EXERCISE:
Copy out the records below, line for line, without changing anything.

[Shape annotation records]
----------------------------------------

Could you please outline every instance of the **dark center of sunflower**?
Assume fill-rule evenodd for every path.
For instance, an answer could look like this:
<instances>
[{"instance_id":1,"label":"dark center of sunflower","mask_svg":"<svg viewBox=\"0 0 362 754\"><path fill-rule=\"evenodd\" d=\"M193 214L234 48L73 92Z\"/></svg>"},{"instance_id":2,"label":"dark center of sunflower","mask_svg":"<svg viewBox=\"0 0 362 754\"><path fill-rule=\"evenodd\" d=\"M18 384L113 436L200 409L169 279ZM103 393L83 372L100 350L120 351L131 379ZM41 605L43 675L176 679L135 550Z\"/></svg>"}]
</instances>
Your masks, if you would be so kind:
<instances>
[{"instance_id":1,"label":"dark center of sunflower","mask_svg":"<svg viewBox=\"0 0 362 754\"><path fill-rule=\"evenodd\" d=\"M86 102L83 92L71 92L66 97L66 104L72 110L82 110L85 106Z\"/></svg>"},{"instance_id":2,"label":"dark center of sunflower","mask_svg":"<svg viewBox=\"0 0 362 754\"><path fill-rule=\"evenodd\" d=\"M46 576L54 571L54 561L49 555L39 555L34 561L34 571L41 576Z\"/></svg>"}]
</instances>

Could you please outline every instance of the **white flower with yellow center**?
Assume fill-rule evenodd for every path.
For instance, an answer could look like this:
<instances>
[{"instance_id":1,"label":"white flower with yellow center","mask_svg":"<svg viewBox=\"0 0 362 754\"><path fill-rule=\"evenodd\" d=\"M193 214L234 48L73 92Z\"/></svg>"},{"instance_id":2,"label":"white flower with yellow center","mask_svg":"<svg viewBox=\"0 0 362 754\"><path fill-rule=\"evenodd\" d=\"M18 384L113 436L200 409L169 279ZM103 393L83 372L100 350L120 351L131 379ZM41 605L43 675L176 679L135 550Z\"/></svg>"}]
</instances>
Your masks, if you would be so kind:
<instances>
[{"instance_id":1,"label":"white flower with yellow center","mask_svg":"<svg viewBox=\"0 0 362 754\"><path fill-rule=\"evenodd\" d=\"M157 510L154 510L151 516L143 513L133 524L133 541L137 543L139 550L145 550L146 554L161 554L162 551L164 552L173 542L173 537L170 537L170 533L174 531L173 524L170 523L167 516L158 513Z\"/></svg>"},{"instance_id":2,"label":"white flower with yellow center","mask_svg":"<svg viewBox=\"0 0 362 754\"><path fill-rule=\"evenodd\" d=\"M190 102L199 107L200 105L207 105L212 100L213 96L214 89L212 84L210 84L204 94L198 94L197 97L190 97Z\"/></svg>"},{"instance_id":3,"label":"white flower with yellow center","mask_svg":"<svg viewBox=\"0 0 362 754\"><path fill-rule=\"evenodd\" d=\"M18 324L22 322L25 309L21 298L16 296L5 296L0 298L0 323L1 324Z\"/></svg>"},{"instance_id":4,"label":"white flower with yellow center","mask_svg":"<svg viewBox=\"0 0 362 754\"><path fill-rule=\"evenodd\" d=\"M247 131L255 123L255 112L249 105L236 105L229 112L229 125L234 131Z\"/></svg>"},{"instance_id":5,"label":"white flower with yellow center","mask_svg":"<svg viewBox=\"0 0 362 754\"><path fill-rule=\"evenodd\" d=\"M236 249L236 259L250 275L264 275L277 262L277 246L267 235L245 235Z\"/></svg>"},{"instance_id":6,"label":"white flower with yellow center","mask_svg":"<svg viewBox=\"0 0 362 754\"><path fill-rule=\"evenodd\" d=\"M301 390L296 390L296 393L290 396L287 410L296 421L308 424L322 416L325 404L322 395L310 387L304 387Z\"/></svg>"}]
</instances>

----------------------------------------

FINISHED ANSWER:
Could you please outline every instance of the **dark center of sunflower**?
Assume fill-rule evenodd for every path.
For instance, an answer could look like this:
<instances>
[{"instance_id":1,"label":"dark center of sunflower","mask_svg":"<svg viewBox=\"0 0 362 754\"><path fill-rule=\"evenodd\" d=\"M193 214L234 48L73 92Z\"/></svg>"},{"instance_id":2,"label":"dark center of sunflower","mask_svg":"<svg viewBox=\"0 0 362 754\"><path fill-rule=\"evenodd\" d=\"M18 384L113 436L200 409L169 279ZM103 393L83 372L100 350L120 351L131 379ZM41 605L43 675L176 679L135 550Z\"/></svg>"}]
</instances>
Your masks, if you would be so kind:
<instances>
[{"instance_id":1,"label":"dark center of sunflower","mask_svg":"<svg viewBox=\"0 0 362 754\"><path fill-rule=\"evenodd\" d=\"M86 102L83 92L71 92L66 97L66 104L72 110L82 110L85 106Z\"/></svg>"},{"instance_id":2,"label":"dark center of sunflower","mask_svg":"<svg viewBox=\"0 0 362 754\"><path fill-rule=\"evenodd\" d=\"M46 576L54 571L54 561L49 555L39 555L34 561L34 571L41 576Z\"/></svg>"}]
</instances>

Could you please outline every instance of the **white flower with yellow center**?
Assume fill-rule evenodd for every path.
For instance, an answer could look like this:
<instances>
[{"instance_id":1,"label":"white flower with yellow center","mask_svg":"<svg viewBox=\"0 0 362 754\"><path fill-rule=\"evenodd\" d=\"M193 214L234 48L73 92Z\"/></svg>"},{"instance_id":2,"label":"white flower with yellow center","mask_svg":"<svg viewBox=\"0 0 362 754\"><path fill-rule=\"evenodd\" d=\"M18 384L113 436L200 409L169 279ZM103 393L83 372L100 350L120 351L131 379ZM41 605L43 675L176 679L135 550Z\"/></svg>"}]
</instances>
Your masks, if you would be so kind:
<instances>
[{"instance_id":1,"label":"white flower with yellow center","mask_svg":"<svg viewBox=\"0 0 362 754\"><path fill-rule=\"evenodd\" d=\"M157 510L154 510L151 516L143 513L133 524L133 541L137 543L139 550L145 550L146 554L161 554L162 551L164 552L173 542L173 537L170 537L170 533L174 531L173 524L170 523L167 516L158 513Z\"/></svg>"},{"instance_id":2,"label":"white flower with yellow center","mask_svg":"<svg viewBox=\"0 0 362 754\"><path fill-rule=\"evenodd\" d=\"M190 102L199 107L200 105L207 105L212 100L213 96L214 89L212 84L210 84L204 94L198 94L197 97L190 97Z\"/></svg>"},{"instance_id":3,"label":"white flower with yellow center","mask_svg":"<svg viewBox=\"0 0 362 754\"><path fill-rule=\"evenodd\" d=\"M18 324L22 322L25 309L21 298L16 296L5 296L0 298L0 323L1 324Z\"/></svg>"},{"instance_id":4,"label":"white flower with yellow center","mask_svg":"<svg viewBox=\"0 0 362 754\"><path fill-rule=\"evenodd\" d=\"M247 131L255 123L255 112L249 105L236 105L229 112L229 125L234 131Z\"/></svg>"},{"instance_id":5,"label":"white flower with yellow center","mask_svg":"<svg viewBox=\"0 0 362 754\"><path fill-rule=\"evenodd\" d=\"M236 249L236 259L250 275L264 275L277 262L277 246L267 235L245 235Z\"/></svg>"},{"instance_id":6,"label":"white flower with yellow center","mask_svg":"<svg viewBox=\"0 0 362 754\"><path fill-rule=\"evenodd\" d=\"M301 390L296 390L296 393L290 396L287 410L296 421L308 424L322 416L325 404L322 395L310 387L304 387Z\"/></svg>"}]
</instances>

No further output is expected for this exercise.